Reproduce every line of the records below, requests included, between the line containing "If you could pick out the maroon" and the line containing "If you could pick out the short", inclusive. Increase each coordinate value in the answers by 106 and leave the requests unchanged.

#### Entries provided
+ + + + + + +
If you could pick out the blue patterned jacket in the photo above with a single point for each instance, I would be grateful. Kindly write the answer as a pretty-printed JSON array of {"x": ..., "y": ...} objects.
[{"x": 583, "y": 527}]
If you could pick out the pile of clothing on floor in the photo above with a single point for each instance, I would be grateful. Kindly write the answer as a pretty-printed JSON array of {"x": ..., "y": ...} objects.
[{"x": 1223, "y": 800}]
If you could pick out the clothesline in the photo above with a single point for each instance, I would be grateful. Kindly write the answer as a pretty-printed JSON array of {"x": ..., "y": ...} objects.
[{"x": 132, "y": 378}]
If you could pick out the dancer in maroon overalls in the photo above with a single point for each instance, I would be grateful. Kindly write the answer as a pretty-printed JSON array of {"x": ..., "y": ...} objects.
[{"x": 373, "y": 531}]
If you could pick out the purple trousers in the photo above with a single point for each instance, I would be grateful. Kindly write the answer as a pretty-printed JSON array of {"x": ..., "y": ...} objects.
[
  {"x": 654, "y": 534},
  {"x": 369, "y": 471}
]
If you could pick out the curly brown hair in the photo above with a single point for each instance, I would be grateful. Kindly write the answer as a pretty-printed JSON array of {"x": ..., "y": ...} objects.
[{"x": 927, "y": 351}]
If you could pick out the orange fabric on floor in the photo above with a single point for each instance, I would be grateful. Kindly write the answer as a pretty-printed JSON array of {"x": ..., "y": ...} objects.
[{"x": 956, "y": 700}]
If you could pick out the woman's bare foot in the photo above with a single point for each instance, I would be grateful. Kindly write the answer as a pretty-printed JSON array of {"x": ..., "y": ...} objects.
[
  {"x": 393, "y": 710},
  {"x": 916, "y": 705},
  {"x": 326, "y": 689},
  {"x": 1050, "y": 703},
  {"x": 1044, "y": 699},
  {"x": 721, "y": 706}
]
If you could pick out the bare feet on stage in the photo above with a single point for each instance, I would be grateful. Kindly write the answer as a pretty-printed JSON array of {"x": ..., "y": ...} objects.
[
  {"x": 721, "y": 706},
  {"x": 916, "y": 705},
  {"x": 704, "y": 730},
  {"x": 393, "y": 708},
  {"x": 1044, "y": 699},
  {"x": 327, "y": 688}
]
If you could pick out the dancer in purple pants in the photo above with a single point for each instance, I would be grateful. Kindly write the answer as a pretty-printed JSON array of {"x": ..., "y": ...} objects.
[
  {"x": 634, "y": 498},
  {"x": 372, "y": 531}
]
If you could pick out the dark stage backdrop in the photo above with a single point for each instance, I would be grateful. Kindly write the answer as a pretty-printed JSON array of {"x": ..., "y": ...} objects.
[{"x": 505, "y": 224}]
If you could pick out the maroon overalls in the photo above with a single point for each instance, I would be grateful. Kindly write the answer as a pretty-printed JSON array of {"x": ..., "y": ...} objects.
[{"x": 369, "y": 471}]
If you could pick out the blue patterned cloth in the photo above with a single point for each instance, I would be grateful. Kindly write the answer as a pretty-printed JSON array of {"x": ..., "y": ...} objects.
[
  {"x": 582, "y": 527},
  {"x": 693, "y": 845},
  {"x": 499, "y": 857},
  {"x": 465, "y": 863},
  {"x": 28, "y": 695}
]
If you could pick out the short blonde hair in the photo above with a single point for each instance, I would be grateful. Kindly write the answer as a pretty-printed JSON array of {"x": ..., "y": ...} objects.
+ + + + + + +
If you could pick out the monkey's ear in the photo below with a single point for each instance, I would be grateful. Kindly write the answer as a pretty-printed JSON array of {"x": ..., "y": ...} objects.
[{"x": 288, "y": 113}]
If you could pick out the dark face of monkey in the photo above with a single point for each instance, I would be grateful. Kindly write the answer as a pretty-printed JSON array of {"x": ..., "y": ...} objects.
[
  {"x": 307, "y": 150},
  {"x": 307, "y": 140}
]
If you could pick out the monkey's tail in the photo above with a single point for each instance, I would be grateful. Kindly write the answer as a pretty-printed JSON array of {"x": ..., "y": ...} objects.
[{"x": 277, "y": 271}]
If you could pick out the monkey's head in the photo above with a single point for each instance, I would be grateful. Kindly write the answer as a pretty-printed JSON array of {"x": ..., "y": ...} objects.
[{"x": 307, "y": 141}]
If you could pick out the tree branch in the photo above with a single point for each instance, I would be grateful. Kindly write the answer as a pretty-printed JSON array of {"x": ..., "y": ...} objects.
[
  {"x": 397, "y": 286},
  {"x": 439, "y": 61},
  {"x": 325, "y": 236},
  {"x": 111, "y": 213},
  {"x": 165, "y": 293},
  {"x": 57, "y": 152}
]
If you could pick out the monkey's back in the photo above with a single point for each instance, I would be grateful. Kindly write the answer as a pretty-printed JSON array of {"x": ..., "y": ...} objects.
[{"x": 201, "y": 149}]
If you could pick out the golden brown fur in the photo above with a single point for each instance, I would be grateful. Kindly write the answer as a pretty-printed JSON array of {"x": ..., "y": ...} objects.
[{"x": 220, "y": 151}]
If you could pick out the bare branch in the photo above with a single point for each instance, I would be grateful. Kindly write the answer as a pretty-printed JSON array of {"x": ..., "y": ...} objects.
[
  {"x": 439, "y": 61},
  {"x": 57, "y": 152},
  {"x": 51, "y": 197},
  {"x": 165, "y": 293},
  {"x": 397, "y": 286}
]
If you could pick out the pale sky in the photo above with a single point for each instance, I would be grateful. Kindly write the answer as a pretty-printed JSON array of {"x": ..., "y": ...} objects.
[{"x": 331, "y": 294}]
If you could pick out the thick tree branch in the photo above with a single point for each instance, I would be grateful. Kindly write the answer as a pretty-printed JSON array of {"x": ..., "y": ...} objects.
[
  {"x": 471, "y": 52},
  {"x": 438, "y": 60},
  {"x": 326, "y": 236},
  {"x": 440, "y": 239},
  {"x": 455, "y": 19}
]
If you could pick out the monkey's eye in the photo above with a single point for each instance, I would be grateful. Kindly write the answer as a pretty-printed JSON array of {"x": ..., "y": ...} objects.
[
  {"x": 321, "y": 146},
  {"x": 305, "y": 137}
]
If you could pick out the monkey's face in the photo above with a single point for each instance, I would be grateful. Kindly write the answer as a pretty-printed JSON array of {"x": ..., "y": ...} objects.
+ + + + + + +
#### Answer to the exercise
If you could pick out the maroon overalls in the photo above with a single point for each instance, I would be grateful. Kindly write the answer as a pretty-printed JSON array of {"x": ..., "y": ...} objects.
[{"x": 475, "y": 577}]
If you could pick out the blue patterned cloth in the photo above with a single point for each instance, I would be grateful. Kindly write the answer as a pretty-printed JSON array of {"x": ..., "y": ...} objects.
[
  {"x": 688, "y": 633},
  {"x": 799, "y": 951},
  {"x": 605, "y": 963},
  {"x": 571, "y": 969},
  {"x": 134, "y": 801}
]
If you could pick out the short blonde hair in the photo above with a single point for each instance, I would be grateful. Kindly write the answer as a pretty-printed JSON array of {"x": ..., "y": ...} objects.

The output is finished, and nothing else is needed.